PROBLEM TO SOLVE -
Extract every line from the records below that contains the word "resolution".

LISTED ENTRIES -
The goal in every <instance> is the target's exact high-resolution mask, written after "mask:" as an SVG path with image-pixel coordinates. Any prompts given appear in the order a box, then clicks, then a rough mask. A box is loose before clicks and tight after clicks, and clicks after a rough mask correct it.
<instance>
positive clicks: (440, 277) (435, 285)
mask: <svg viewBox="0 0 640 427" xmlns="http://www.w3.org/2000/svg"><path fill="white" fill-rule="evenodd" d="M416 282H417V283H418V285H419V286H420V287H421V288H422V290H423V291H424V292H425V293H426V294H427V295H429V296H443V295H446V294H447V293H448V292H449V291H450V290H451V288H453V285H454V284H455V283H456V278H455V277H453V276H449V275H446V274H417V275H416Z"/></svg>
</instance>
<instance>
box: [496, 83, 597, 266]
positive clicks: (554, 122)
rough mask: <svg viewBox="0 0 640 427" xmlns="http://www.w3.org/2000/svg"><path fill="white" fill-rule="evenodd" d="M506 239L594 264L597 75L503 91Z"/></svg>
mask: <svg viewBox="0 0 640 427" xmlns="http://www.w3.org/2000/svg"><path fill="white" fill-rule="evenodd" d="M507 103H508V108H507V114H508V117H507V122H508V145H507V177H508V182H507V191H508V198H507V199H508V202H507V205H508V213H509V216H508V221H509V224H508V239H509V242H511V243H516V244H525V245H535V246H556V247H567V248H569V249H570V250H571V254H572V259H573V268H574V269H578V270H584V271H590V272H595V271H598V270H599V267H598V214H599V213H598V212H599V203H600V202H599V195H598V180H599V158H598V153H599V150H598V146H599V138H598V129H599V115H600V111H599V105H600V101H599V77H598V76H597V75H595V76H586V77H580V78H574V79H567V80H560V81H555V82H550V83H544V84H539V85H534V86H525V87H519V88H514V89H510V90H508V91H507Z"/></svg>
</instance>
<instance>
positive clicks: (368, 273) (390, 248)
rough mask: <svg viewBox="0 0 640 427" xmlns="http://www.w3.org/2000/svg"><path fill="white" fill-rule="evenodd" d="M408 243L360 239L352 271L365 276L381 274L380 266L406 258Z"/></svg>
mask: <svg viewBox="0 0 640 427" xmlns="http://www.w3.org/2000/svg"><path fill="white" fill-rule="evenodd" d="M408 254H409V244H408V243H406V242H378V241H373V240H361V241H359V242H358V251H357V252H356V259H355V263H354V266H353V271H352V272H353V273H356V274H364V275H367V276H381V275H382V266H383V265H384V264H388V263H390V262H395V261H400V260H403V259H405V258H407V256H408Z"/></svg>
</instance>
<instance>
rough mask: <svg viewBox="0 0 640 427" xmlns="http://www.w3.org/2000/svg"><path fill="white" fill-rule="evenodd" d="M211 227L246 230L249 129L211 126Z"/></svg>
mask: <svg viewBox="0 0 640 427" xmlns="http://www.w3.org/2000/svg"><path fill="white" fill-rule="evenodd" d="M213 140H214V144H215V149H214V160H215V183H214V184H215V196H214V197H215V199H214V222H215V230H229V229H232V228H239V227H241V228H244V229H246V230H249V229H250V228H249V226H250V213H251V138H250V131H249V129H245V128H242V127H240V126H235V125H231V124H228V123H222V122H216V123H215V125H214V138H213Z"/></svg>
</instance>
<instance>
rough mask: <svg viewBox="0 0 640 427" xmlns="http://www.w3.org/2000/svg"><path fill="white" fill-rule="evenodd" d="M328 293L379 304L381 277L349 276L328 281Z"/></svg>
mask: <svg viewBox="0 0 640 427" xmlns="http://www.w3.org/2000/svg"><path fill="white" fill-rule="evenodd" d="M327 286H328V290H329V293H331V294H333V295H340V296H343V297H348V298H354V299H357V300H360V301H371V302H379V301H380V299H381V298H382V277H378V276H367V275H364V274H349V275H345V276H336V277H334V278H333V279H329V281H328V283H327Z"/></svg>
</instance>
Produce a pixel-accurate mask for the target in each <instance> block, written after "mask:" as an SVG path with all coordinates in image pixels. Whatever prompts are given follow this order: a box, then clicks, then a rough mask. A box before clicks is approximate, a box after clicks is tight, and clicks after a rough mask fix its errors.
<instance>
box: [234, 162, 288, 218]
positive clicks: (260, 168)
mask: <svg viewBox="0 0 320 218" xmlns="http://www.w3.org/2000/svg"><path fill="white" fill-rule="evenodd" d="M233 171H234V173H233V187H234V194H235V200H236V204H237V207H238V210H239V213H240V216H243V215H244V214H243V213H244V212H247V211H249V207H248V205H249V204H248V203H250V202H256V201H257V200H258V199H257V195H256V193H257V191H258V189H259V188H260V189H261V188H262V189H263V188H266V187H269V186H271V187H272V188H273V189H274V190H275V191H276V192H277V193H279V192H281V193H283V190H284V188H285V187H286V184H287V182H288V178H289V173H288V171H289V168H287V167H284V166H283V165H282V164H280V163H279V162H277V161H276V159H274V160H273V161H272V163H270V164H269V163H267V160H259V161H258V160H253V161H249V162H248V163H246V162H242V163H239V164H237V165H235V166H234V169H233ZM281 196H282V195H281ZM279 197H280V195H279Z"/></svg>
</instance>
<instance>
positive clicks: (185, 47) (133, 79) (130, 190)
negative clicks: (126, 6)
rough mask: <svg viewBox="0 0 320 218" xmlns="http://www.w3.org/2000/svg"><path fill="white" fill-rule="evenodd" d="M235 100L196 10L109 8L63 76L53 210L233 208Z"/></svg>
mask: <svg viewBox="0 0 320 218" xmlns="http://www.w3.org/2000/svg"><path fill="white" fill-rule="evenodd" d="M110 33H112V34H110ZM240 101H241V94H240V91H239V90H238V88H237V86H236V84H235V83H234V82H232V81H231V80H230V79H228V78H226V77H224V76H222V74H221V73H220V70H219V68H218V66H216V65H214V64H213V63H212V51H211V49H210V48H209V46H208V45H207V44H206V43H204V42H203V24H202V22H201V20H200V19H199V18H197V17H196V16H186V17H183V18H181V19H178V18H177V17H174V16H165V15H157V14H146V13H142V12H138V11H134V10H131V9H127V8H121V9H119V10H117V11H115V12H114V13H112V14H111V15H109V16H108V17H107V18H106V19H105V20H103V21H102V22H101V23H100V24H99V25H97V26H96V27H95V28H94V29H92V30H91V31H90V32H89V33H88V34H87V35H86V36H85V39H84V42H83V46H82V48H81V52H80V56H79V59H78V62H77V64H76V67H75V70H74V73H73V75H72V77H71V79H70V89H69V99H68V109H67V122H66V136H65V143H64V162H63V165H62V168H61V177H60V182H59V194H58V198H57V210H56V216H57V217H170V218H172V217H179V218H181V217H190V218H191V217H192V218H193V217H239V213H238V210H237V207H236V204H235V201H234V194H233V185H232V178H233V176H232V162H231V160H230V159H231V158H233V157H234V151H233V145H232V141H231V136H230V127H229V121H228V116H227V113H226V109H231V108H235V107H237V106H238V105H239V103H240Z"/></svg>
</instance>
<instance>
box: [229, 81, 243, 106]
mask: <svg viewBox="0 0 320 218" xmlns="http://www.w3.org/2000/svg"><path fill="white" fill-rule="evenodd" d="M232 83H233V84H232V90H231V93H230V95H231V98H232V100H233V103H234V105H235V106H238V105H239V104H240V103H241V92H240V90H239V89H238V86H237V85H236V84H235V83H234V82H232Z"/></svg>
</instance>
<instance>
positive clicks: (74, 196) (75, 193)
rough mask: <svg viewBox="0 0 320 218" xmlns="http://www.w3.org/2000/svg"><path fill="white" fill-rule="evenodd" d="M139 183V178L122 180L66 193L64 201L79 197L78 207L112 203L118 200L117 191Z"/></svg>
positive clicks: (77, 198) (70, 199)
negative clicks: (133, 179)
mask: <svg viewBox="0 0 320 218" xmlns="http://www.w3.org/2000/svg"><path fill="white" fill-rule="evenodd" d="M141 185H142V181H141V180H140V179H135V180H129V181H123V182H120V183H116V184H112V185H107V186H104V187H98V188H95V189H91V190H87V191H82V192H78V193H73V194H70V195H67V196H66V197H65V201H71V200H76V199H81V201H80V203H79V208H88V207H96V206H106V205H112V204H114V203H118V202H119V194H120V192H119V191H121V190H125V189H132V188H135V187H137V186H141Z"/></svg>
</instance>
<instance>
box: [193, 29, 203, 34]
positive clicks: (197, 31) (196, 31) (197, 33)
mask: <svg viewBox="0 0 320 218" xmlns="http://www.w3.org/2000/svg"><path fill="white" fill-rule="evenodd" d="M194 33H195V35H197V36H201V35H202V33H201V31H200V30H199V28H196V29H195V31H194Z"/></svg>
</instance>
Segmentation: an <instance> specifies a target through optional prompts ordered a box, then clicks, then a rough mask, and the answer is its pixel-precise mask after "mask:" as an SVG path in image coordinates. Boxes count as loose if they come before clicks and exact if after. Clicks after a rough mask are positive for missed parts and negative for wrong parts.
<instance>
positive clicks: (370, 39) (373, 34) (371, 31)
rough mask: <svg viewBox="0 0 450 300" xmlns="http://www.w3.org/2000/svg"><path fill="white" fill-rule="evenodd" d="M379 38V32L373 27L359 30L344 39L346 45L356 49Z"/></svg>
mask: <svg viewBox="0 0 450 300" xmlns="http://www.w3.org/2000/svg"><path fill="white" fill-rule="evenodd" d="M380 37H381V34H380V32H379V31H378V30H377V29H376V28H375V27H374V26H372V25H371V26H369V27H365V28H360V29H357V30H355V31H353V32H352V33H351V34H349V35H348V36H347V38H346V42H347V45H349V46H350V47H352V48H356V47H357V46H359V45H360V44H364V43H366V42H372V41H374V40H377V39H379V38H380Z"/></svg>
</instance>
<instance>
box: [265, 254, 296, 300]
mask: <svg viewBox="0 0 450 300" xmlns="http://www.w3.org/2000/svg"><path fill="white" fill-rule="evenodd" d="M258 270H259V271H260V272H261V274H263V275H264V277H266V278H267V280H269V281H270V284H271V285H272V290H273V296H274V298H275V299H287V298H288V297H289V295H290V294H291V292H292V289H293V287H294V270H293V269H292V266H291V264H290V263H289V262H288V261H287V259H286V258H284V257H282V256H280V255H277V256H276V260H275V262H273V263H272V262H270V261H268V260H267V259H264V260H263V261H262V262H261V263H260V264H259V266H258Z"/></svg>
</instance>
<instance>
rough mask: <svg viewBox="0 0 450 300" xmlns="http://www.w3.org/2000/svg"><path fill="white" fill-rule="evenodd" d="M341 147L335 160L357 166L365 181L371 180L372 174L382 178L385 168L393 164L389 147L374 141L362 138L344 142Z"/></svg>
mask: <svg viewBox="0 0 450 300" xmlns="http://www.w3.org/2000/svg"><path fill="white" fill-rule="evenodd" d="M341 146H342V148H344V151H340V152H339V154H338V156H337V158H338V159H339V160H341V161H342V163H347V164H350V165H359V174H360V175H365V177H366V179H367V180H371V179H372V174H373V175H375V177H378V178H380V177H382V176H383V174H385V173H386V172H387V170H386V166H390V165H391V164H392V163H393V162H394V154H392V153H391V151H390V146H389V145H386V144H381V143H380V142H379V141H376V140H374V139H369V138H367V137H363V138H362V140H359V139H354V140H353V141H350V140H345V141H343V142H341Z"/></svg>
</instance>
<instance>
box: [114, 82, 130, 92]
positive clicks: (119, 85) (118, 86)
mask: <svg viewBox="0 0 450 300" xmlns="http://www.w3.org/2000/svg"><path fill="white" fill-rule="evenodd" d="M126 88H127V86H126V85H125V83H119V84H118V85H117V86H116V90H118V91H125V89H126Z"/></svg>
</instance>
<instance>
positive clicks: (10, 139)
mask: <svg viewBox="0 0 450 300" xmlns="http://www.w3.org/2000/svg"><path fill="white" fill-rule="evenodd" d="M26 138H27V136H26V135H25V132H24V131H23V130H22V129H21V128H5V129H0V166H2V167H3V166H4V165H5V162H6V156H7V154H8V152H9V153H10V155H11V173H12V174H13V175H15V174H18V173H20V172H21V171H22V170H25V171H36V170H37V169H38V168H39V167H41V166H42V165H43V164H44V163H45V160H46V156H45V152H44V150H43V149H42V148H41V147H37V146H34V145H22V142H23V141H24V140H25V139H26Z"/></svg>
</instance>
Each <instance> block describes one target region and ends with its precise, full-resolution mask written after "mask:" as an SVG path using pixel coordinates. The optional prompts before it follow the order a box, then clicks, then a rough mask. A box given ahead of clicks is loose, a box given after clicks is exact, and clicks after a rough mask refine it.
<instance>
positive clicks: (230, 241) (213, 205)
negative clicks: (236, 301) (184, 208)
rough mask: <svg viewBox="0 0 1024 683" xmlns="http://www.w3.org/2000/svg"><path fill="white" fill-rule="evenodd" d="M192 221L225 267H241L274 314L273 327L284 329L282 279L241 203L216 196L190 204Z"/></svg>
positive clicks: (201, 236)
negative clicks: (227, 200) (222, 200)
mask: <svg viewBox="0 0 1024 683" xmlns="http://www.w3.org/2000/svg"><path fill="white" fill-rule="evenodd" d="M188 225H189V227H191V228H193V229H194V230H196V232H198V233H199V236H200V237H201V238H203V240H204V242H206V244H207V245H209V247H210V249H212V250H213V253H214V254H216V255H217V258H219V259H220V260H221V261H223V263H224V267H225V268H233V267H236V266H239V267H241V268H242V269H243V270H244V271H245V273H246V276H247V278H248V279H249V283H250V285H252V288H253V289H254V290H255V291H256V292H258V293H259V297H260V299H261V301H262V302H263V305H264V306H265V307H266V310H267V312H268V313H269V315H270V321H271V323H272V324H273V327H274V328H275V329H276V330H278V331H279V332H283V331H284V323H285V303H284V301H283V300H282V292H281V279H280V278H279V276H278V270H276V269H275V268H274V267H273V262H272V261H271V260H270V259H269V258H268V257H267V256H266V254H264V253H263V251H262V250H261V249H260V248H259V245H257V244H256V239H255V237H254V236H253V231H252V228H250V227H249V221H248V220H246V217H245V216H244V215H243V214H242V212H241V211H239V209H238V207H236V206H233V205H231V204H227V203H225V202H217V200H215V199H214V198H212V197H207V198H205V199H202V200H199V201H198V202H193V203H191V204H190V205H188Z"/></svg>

OUTPUT FOR THIS EXERCISE -
The goal in every <instance> is the target's exact high-resolution mask, written after "mask:" as an SVG path with image-pixel coordinates. Any prompts given appear in the order a box, then clicks, then a rough mask. A box is loose before clicks and tight after clicks, and clicks after a rough mask correct it.
Each <instance> block describes one target region and ends with its precise, full-resolution mask written after "mask:" as an SVG path using pixel coordinates. The optional prompts before it follow the order a box, then clicks, then a rough mask. A box given ahead of clicks is loose, a box given after clicks is exact, and clicks after a rough mask refine it.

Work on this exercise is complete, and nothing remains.